Record excerpts:
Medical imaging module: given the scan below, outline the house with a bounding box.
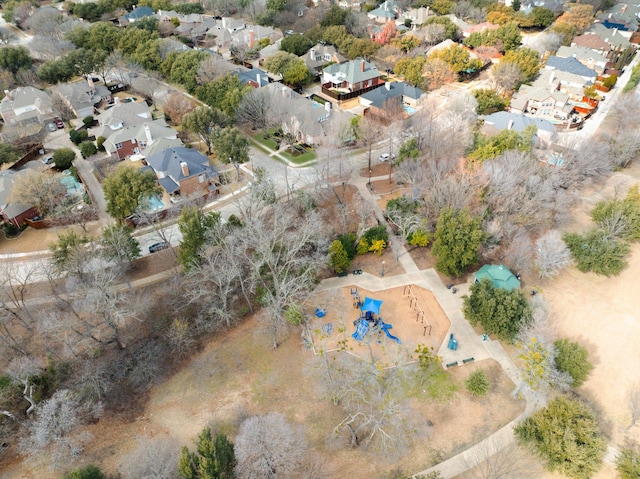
[146,146,219,197]
[536,69,593,101]
[53,79,111,119]
[571,33,612,55]
[337,0,361,9]
[119,5,154,25]
[0,86,55,126]
[103,120,179,160]
[231,25,277,48]
[510,84,574,122]
[359,82,422,122]
[398,7,430,29]
[586,23,632,50]
[236,68,270,88]
[545,56,598,80]
[304,44,345,73]
[555,45,608,75]
[463,21,499,38]
[481,111,557,145]
[368,0,399,23]
[263,82,354,145]
[90,101,153,139]
[322,58,383,99]
[427,39,457,56]
[0,170,39,227]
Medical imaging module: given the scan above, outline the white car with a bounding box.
[379,153,396,162]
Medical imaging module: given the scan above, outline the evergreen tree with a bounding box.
[178,427,236,479]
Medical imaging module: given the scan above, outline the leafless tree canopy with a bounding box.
[463,440,544,479]
[235,413,310,479]
[119,435,180,479]
[535,230,573,279]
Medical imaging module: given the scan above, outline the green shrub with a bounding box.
[82,115,94,127]
[465,369,490,396]
[53,147,76,169]
[514,395,607,479]
[616,447,640,479]
[64,465,105,479]
[329,239,350,273]
[602,74,617,88]
[553,339,593,388]
[79,141,97,158]
[363,225,389,244]
[563,229,629,276]
[337,232,357,259]
[96,136,106,151]
[623,64,640,92]
[69,129,88,145]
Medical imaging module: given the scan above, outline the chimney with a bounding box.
[249,29,255,46]
[325,101,331,112]
[613,27,618,36]
[3,90,9,100]
[609,13,612,19]
[622,4,627,13]
[144,124,153,145]
[385,82,391,90]
[180,161,189,177]
[222,17,226,29]
[114,97,120,104]
[310,48,316,60]
[507,119,514,130]
[256,73,261,86]
[361,59,365,72]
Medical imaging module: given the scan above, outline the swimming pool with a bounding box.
[142,195,165,211]
[403,105,417,115]
[60,172,83,194]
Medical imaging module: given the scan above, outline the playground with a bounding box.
[308,284,450,365]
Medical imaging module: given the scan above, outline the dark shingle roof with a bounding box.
[360,82,422,108]
[546,56,597,78]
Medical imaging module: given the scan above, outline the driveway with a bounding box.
[43,128,111,225]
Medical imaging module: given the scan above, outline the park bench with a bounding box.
[462,357,475,364]
[446,361,458,368]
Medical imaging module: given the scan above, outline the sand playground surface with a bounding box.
[307,284,451,366]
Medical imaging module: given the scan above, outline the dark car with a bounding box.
[148,242,169,253]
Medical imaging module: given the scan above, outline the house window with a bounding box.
[199,175,204,183]
[323,54,331,61]
[115,143,122,150]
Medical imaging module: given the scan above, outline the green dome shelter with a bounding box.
[474,264,521,291]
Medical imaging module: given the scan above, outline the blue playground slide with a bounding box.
[380,322,401,344]
[352,320,369,341]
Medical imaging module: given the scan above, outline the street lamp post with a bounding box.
[382,260,385,277]
[368,168,372,188]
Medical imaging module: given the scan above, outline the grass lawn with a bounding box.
[252,132,278,151]
[280,150,316,165]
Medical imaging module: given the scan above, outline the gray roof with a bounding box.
[0,86,54,122]
[142,137,183,158]
[263,82,353,141]
[95,101,152,129]
[236,68,269,87]
[586,23,631,49]
[54,81,110,114]
[123,6,154,20]
[556,46,608,66]
[0,170,35,219]
[546,56,598,78]
[360,82,422,108]
[304,44,345,71]
[104,120,176,154]
[146,147,218,193]
[368,0,398,18]
[481,111,556,134]
[323,58,381,85]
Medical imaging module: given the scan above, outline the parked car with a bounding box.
[55,119,64,129]
[379,153,396,162]
[47,122,56,132]
[148,242,169,253]
[42,155,54,165]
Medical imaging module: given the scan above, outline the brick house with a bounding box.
[0,170,39,227]
[103,120,179,160]
[146,147,219,198]
[322,58,383,100]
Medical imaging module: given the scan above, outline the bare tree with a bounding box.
[463,440,543,479]
[52,93,75,122]
[535,230,573,279]
[357,115,383,171]
[196,55,235,84]
[423,24,447,45]
[163,92,196,125]
[120,435,180,479]
[18,389,100,469]
[10,168,67,216]
[501,228,534,278]
[627,383,640,432]
[29,37,76,61]
[239,202,327,348]
[7,356,43,415]
[490,62,524,95]
[527,32,562,57]
[235,413,310,479]
[234,87,273,130]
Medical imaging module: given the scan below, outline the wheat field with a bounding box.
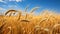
[0,7,60,34]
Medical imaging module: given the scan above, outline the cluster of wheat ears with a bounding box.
[0,7,60,34]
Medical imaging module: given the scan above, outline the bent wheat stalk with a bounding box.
[5,10,17,16]
[30,7,39,13]
[29,7,39,19]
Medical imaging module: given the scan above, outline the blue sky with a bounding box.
[0,0,60,14]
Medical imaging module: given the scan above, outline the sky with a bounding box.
[0,0,60,14]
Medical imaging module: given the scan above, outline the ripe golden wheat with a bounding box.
[0,7,60,34]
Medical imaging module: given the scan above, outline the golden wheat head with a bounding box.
[5,10,17,16]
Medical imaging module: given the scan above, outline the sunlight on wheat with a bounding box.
[0,7,60,34]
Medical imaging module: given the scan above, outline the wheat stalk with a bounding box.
[29,7,39,19]
[24,5,29,12]
[21,5,30,22]
[30,7,39,13]
[24,5,29,20]
[17,11,22,21]
[5,10,17,16]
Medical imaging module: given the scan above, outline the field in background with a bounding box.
[0,8,60,34]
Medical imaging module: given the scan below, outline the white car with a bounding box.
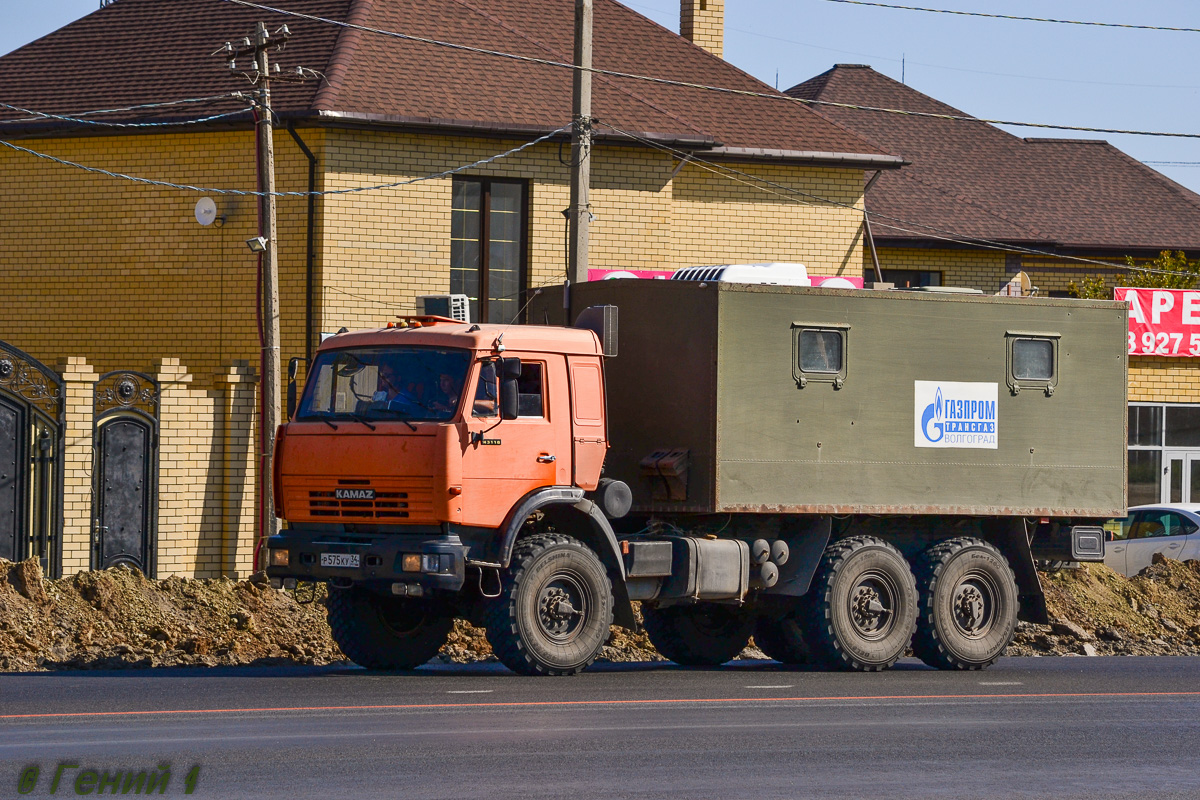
[1102,504,1200,577]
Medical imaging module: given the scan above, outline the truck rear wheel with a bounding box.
[484,534,613,676]
[803,536,918,671]
[326,588,454,670]
[753,613,811,665]
[912,538,1018,670]
[642,604,755,666]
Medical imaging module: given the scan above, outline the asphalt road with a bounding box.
[2,656,1198,799]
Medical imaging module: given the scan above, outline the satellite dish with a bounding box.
[997,271,1034,297]
[1016,271,1032,295]
[194,197,218,226]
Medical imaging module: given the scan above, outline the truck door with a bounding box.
[460,355,571,528]
[568,357,606,490]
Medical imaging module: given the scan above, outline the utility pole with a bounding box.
[220,22,296,553]
[254,21,283,544]
[568,0,593,288]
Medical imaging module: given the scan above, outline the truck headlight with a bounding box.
[269,548,290,567]
[422,554,441,573]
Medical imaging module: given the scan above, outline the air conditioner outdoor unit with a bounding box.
[418,294,470,322]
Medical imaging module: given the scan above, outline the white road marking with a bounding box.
[446,690,495,694]
[978,681,1023,685]
[744,685,794,689]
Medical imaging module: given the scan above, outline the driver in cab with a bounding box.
[372,361,423,410]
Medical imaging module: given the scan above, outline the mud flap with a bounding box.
[983,517,1050,624]
[763,515,832,598]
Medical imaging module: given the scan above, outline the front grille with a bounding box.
[309,489,412,519]
[285,477,435,522]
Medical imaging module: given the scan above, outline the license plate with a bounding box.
[320,553,360,568]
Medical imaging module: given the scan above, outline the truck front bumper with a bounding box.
[264,530,467,595]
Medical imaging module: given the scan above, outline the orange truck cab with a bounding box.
[266,310,633,675]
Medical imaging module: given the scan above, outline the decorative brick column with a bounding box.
[217,360,258,579]
[57,357,96,575]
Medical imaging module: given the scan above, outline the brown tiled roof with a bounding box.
[787,64,1200,255]
[0,0,892,163]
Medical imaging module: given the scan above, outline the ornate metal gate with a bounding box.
[0,341,64,576]
[92,372,159,576]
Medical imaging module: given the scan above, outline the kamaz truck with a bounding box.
[265,277,1126,675]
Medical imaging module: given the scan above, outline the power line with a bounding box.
[220,0,1200,140]
[595,119,1188,279]
[0,124,570,196]
[624,1,1200,90]
[797,97,1200,140]
[817,0,1200,34]
[0,98,248,129]
[1146,161,1200,167]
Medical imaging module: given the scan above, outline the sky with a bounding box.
[3,0,1199,194]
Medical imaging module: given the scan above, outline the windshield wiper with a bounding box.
[346,413,377,431]
[319,417,338,430]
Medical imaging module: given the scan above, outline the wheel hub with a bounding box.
[850,576,894,639]
[537,580,586,642]
[951,577,995,638]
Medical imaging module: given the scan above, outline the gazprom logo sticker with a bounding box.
[915,381,998,449]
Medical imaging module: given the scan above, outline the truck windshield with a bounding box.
[296,346,471,423]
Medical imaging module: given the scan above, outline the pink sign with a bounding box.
[587,269,864,288]
[1116,287,1200,357]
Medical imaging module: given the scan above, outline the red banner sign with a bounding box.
[1116,287,1200,357]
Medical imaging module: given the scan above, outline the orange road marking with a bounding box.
[2,691,1200,721]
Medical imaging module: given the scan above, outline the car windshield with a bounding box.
[296,346,471,423]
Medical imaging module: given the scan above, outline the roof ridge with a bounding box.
[786,82,902,164]
[312,0,375,112]
[446,0,707,139]
[895,169,1053,242]
[1101,144,1200,218]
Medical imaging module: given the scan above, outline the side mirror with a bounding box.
[500,357,521,420]
[287,357,303,419]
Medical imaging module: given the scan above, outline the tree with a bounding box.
[1068,250,1200,298]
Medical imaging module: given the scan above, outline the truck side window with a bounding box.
[1013,339,1053,380]
[473,361,499,417]
[517,362,545,417]
[791,323,849,389]
[799,330,842,373]
[1006,332,1059,395]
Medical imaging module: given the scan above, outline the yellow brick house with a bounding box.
[0,0,900,577]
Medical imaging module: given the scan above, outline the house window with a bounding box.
[874,269,942,288]
[1127,403,1200,504]
[451,178,528,323]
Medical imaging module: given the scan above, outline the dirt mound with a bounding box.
[2,555,1198,672]
[1008,556,1200,657]
[0,559,342,672]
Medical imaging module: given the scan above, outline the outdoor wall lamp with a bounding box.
[245,236,268,252]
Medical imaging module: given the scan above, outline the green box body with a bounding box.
[560,280,1127,519]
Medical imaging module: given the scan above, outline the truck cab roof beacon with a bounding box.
[671,262,810,286]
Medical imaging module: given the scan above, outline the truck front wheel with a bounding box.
[911,538,1018,670]
[803,536,918,671]
[642,604,754,666]
[326,588,454,670]
[485,534,614,676]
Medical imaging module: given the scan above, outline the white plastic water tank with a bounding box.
[670,262,811,286]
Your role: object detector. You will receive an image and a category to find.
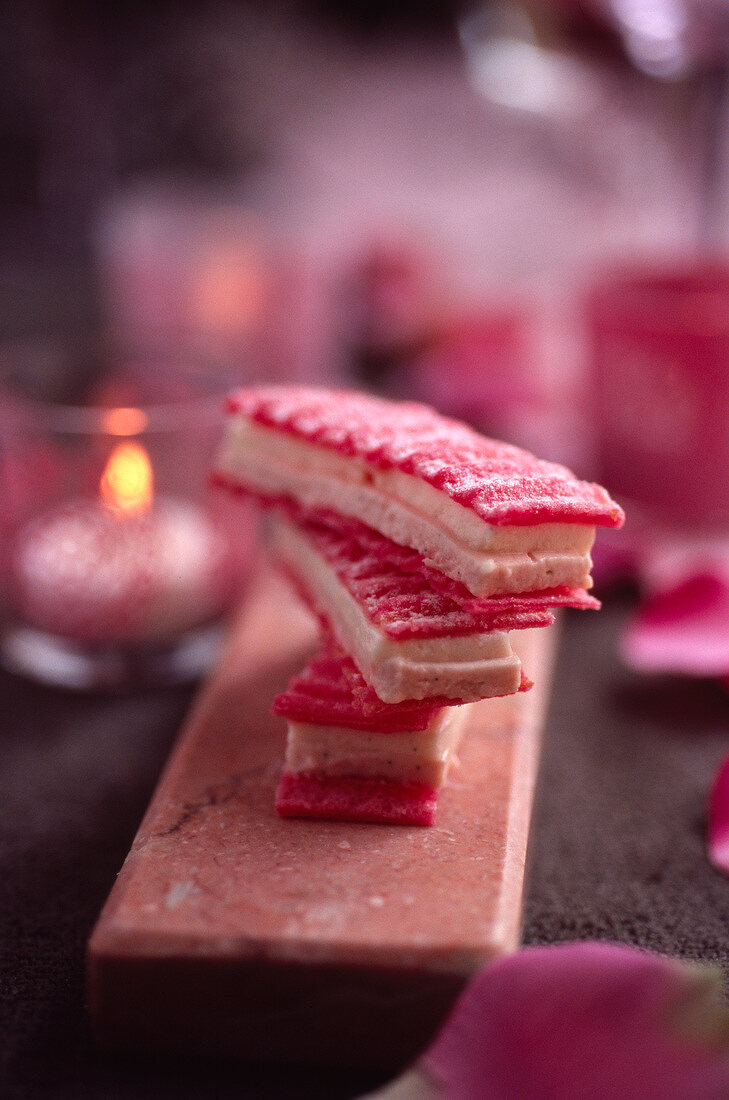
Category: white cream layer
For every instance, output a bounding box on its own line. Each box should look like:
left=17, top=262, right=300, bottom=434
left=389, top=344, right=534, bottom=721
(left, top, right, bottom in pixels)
left=218, top=418, right=595, bottom=596
left=285, top=704, right=471, bottom=786
left=271, top=515, right=522, bottom=704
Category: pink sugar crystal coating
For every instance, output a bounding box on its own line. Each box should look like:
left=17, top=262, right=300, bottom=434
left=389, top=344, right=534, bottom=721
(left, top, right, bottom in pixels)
left=275, top=771, right=439, bottom=826
left=272, top=639, right=531, bottom=728
left=285, top=505, right=600, bottom=639
left=225, top=386, right=624, bottom=528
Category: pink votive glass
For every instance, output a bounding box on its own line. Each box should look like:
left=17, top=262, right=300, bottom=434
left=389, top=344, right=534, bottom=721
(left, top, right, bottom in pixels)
left=588, top=263, right=729, bottom=531
left=0, top=340, right=258, bottom=690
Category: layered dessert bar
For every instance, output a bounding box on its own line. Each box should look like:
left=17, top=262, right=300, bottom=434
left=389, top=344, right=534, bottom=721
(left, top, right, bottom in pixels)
left=215, top=386, right=624, bottom=596
left=273, top=641, right=475, bottom=825
left=270, top=507, right=599, bottom=703
left=213, top=384, right=623, bottom=826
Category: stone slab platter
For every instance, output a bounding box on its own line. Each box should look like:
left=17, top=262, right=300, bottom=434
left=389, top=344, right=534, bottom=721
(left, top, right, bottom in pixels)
left=87, top=570, right=556, bottom=1070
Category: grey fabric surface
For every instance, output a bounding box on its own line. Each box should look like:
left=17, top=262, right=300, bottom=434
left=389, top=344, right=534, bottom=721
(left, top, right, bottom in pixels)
left=524, top=598, right=729, bottom=967
left=3, top=595, right=729, bottom=1097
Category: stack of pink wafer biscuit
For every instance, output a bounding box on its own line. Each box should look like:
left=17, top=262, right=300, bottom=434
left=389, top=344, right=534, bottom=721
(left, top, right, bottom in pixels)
left=214, top=387, right=623, bottom=825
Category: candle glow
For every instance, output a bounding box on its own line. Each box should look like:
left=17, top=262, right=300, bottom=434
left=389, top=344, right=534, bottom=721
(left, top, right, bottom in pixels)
left=100, top=406, right=150, bottom=436
left=100, top=441, right=154, bottom=516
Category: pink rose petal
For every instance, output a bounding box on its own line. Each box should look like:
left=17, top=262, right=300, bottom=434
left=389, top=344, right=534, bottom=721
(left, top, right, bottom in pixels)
left=417, top=943, right=729, bottom=1100
left=708, top=750, right=729, bottom=875
left=622, top=573, right=729, bottom=677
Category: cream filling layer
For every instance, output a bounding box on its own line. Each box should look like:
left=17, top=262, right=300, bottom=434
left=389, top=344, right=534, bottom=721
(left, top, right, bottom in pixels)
left=271, top=515, right=521, bottom=704
left=285, top=704, right=471, bottom=786
left=218, top=418, right=595, bottom=596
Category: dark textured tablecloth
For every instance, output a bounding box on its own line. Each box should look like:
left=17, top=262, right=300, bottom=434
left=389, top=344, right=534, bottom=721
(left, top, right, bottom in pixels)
left=4, top=595, right=729, bottom=1099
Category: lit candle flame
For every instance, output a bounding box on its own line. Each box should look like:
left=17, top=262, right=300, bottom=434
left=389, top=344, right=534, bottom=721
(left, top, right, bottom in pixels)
left=100, top=442, right=153, bottom=516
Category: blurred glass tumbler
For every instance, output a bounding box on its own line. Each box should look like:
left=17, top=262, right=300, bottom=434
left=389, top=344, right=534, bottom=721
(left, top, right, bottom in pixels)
left=0, top=343, right=257, bottom=690
left=588, top=265, right=729, bottom=530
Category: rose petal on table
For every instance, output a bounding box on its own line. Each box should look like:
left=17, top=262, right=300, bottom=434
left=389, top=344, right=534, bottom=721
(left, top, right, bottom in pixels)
left=622, top=573, right=729, bottom=677
left=364, top=943, right=729, bottom=1100
left=708, top=750, right=729, bottom=875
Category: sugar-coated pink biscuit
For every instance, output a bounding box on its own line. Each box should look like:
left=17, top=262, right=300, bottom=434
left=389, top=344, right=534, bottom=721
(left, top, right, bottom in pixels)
left=272, top=642, right=448, bottom=731
left=272, top=639, right=530, bottom=729
left=282, top=505, right=600, bottom=639
left=275, top=771, right=439, bottom=826
left=225, top=386, right=624, bottom=528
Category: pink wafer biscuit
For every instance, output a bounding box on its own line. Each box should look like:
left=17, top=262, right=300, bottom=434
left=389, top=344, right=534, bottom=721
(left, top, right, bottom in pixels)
left=215, top=386, right=624, bottom=596
left=271, top=511, right=551, bottom=703
left=272, top=641, right=447, bottom=730
left=224, top=387, right=622, bottom=527
left=273, top=640, right=534, bottom=726
left=274, top=643, right=478, bottom=825
left=281, top=505, right=600, bottom=637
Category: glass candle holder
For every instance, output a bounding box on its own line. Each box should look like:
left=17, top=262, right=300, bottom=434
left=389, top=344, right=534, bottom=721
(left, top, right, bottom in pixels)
left=587, top=263, right=729, bottom=531
left=0, top=339, right=258, bottom=690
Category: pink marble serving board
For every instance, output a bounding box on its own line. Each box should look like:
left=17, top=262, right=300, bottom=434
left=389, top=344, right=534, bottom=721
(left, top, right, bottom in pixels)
left=87, top=569, right=556, bottom=1069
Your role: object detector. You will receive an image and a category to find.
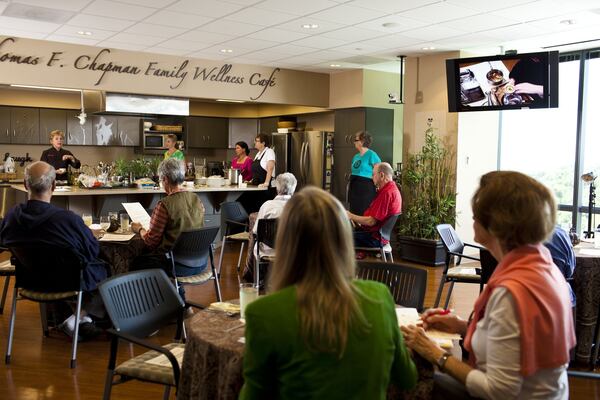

Exercise instructions:
From the records above, return each line where "petal" occurs.

Output of the exercise:
Category: pink rose petal
Category: rose petal on table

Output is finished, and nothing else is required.